→ TRY IT
Comb through the entries for "water" and pull out each line that holds it.
══════════
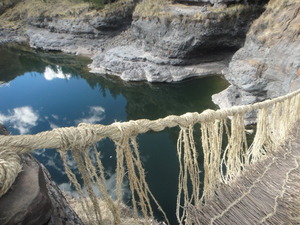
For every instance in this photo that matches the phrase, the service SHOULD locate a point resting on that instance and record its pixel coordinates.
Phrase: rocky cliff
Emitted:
(269, 63)
(173, 42)
(148, 40)
(166, 41)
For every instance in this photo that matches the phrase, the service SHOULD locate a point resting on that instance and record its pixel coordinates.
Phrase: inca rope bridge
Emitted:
(223, 163)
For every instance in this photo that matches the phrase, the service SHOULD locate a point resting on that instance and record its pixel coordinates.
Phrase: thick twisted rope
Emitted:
(79, 139)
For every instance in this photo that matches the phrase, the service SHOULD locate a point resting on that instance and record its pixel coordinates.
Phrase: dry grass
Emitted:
(18, 15)
(163, 9)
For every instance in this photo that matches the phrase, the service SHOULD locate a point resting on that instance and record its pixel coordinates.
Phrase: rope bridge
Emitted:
(222, 162)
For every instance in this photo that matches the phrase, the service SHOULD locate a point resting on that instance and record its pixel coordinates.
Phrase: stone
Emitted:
(268, 64)
(27, 202)
(34, 199)
(131, 63)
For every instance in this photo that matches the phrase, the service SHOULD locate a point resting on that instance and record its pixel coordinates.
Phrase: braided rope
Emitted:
(82, 137)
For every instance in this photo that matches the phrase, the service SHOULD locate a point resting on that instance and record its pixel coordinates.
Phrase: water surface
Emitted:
(40, 91)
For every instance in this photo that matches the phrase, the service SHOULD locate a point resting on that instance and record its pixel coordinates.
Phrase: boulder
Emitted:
(34, 199)
(27, 202)
(268, 65)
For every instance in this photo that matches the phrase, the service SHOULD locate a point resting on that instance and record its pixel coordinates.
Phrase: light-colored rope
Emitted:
(222, 162)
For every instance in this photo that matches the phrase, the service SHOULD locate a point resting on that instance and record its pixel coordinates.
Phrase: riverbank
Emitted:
(169, 41)
(136, 40)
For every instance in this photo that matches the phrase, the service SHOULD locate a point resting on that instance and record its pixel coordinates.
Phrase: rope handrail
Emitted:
(27, 143)
(275, 118)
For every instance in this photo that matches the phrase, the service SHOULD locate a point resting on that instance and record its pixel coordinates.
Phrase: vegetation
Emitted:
(276, 22)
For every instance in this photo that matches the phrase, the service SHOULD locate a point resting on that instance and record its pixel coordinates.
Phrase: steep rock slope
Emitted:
(176, 41)
(269, 63)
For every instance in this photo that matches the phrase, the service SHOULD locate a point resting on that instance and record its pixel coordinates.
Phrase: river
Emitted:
(40, 91)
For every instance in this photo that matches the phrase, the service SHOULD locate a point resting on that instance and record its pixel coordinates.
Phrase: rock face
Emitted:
(183, 43)
(34, 199)
(269, 63)
(27, 202)
(207, 1)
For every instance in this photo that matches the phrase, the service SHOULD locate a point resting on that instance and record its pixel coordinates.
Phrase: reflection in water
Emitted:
(51, 74)
(36, 97)
(95, 115)
(21, 118)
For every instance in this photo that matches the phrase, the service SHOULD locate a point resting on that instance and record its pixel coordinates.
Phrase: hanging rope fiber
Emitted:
(222, 162)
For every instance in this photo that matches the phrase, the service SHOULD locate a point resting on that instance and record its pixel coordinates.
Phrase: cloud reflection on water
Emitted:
(51, 74)
(21, 118)
(95, 114)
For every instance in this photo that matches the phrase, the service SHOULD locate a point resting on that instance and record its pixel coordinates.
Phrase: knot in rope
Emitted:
(189, 119)
(79, 137)
(10, 166)
(128, 129)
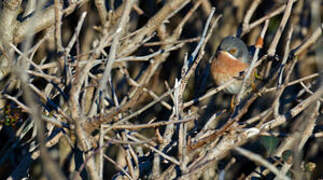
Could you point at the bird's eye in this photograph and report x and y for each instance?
(233, 51)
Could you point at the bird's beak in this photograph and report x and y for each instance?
(226, 55)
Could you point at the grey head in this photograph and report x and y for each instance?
(236, 47)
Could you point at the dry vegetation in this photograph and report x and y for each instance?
(121, 89)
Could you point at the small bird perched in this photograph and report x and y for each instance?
(232, 57)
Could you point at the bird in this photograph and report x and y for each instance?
(232, 57)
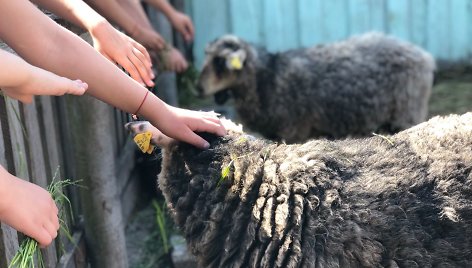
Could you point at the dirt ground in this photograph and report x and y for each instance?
(452, 93)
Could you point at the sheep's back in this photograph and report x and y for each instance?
(354, 87)
(372, 202)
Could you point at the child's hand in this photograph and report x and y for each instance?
(148, 38)
(28, 208)
(42, 82)
(175, 61)
(181, 124)
(183, 25)
(120, 48)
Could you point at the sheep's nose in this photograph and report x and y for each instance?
(200, 90)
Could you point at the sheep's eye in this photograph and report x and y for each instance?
(219, 64)
(231, 46)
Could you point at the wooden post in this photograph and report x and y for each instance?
(8, 235)
(92, 141)
(166, 81)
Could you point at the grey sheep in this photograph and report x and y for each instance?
(368, 83)
(384, 201)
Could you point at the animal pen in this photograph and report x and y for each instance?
(83, 140)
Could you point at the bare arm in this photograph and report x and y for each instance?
(43, 43)
(114, 45)
(21, 81)
(28, 208)
(181, 22)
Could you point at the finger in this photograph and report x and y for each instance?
(143, 50)
(209, 126)
(107, 57)
(51, 228)
(159, 43)
(76, 87)
(190, 31)
(131, 69)
(195, 140)
(54, 216)
(43, 237)
(139, 61)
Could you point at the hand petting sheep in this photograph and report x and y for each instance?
(384, 201)
(368, 83)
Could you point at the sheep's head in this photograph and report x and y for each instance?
(226, 59)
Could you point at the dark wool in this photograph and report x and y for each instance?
(384, 201)
(369, 83)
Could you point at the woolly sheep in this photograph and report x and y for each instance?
(384, 201)
(368, 83)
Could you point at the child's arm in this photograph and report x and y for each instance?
(21, 81)
(42, 42)
(28, 208)
(114, 45)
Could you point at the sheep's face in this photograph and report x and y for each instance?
(224, 62)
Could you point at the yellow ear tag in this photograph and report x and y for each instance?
(151, 149)
(143, 140)
(236, 63)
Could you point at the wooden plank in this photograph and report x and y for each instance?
(211, 18)
(399, 19)
(74, 256)
(310, 20)
(8, 235)
(49, 129)
(418, 20)
(17, 132)
(378, 15)
(359, 16)
(335, 22)
(439, 28)
(460, 38)
(280, 25)
(90, 122)
(37, 165)
(246, 20)
(469, 15)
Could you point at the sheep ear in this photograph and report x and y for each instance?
(235, 60)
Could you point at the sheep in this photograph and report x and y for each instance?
(368, 83)
(383, 201)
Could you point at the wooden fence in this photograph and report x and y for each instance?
(443, 27)
(83, 140)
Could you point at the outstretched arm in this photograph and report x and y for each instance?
(21, 81)
(114, 45)
(43, 43)
(28, 208)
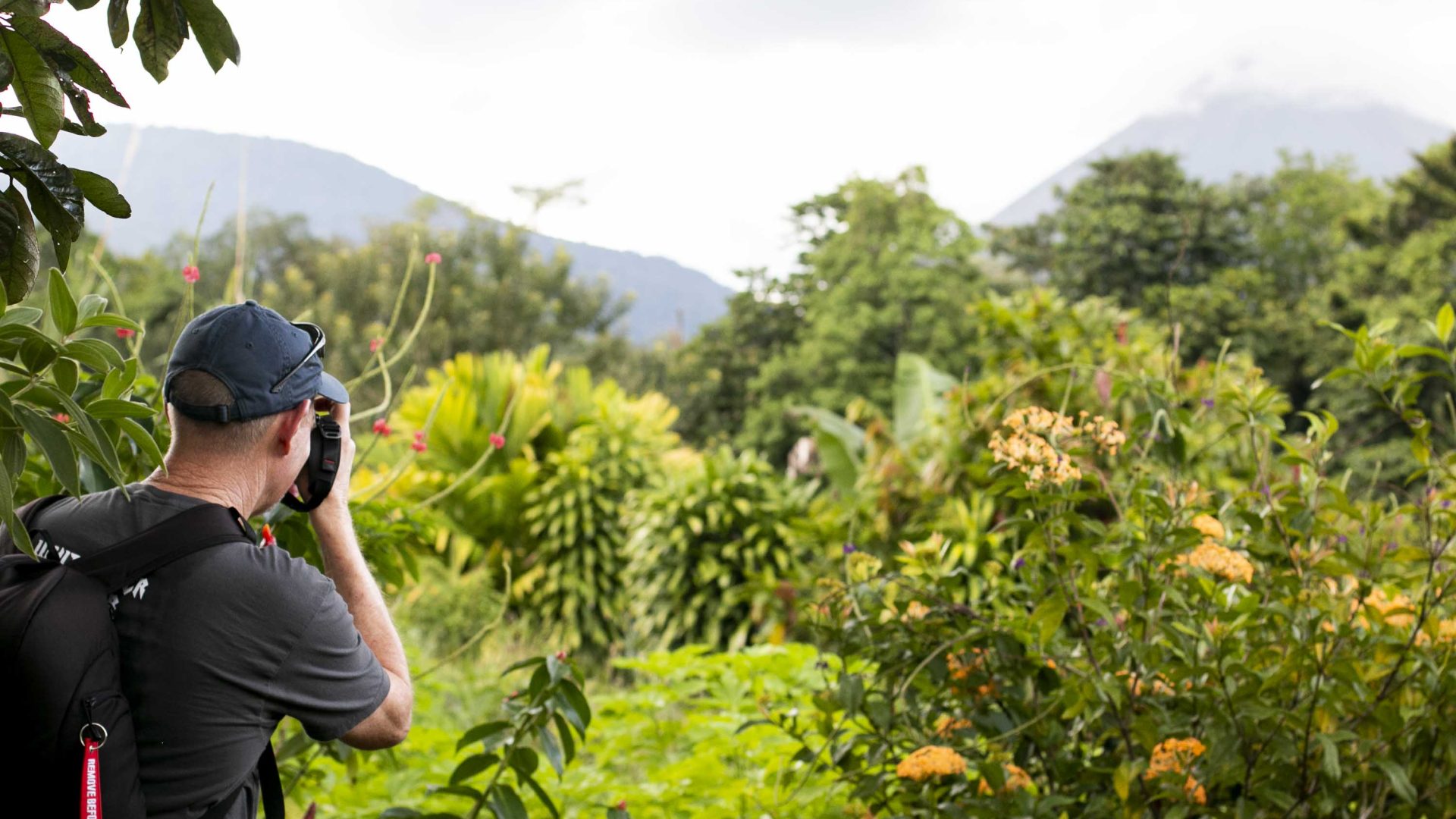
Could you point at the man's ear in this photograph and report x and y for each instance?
(290, 423)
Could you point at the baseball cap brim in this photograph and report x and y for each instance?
(332, 390)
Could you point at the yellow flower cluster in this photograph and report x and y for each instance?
(930, 761)
(946, 726)
(1017, 779)
(1104, 433)
(1209, 525)
(1194, 792)
(1024, 444)
(1382, 604)
(1219, 560)
(1134, 684)
(1172, 755)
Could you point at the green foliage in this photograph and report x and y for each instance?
(666, 745)
(47, 72)
(1134, 223)
(714, 556)
(574, 583)
(1209, 582)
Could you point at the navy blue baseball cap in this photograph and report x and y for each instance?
(267, 362)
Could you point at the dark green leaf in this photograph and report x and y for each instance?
(93, 353)
(19, 256)
(158, 36)
(143, 439)
(552, 749)
(117, 22)
(67, 375)
(50, 436)
(108, 319)
(69, 58)
(63, 305)
(213, 33)
(118, 409)
(472, 765)
(101, 193)
(36, 85)
(53, 191)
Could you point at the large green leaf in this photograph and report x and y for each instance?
(36, 86)
(839, 444)
(117, 22)
(102, 193)
(50, 436)
(69, 57)
(919, 395)
(159, 34)
(213, 33)
(19, 256)
(63, 305)
(55, 194)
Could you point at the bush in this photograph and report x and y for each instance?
(712, 553)
(1197, 620)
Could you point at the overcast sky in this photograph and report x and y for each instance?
(698, 123)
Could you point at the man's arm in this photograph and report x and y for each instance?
(344, 564)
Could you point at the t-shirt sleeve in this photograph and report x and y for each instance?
(329, 681)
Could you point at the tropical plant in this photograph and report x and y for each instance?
(574, 580)
(1191, 615)
(714, 554)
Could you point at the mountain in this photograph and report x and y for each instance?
(164, 174)
(1244, 134)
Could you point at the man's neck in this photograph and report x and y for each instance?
(204, 484)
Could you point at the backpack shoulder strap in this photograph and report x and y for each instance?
(27, 516)
(199, 528)
(268, 783)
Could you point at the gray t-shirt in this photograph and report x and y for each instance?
(216, 649)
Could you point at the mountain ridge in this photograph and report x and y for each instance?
(164, 172)
(1244, 133)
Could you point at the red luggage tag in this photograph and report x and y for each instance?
(91, 774)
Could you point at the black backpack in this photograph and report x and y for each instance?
(60, 673)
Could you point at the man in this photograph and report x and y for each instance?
(218, 646)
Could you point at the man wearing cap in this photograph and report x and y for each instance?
(221, 645)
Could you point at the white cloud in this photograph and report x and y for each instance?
(698, 123)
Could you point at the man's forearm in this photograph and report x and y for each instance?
(344, 564)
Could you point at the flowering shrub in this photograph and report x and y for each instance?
(1178, 611)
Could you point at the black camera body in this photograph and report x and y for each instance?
(325, 447)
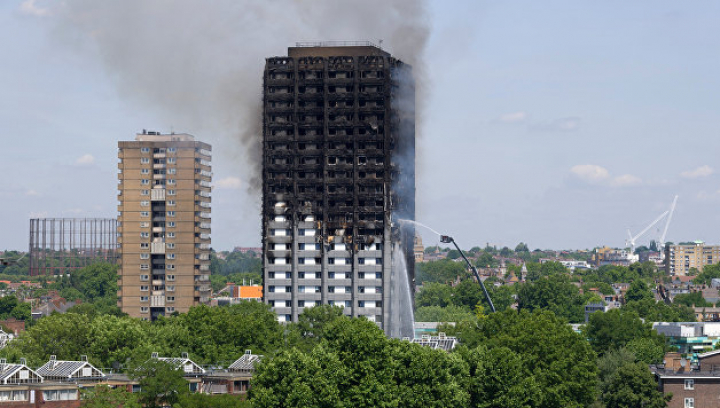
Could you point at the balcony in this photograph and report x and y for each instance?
(157, 301)
(157, 248)
(157, 194)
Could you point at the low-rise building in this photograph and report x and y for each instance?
(693, 385)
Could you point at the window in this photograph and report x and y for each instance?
(60, 395)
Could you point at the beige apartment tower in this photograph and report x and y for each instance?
(679, 259)
(163, 224)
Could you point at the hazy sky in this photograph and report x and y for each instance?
(557, 123)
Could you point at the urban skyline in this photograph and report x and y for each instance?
(574, 138)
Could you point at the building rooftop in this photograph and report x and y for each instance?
(335, 49)
(152, 136)
(59, 369)
(246, 362)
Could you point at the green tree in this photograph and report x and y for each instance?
(161, 383)
(522, 247)
(499, 378)
(693, 299)
(653, 311)
(450, 313)
(646, 350)
(561, 361)
(200, 400)
(102, 396)
(616, 328)
(638, 290)
(442, 271)
(633, 385)
(555, 293)
(310, 327)
(434, 294)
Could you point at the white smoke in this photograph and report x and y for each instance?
(198, 64)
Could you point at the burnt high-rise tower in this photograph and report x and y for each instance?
(338, 172)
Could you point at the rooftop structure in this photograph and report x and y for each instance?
(188, 366)
(65, 370)
(60, 245)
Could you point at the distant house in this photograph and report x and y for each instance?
(234, 380)
(691, 385)
(63, 370)
(189, 367)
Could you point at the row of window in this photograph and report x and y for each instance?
(169, 192)
(147, 298)
(167, 256)
(331, 261)
(145, 288)
(331, 275)
(146, 278)
(145, 309)
(158, 150)
(171, 170)
(146, 203)
(331, 289)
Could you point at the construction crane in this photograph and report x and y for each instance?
(631, 240)
(667, 224)
(446, 239)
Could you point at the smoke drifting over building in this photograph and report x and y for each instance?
(197, 63)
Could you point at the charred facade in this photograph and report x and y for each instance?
(338, 169)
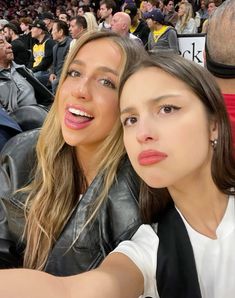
══════════
→ EXERCISE ANSWER
Phrase: water surface
Phrase: reflection in water
Phrase: cloud reflection on water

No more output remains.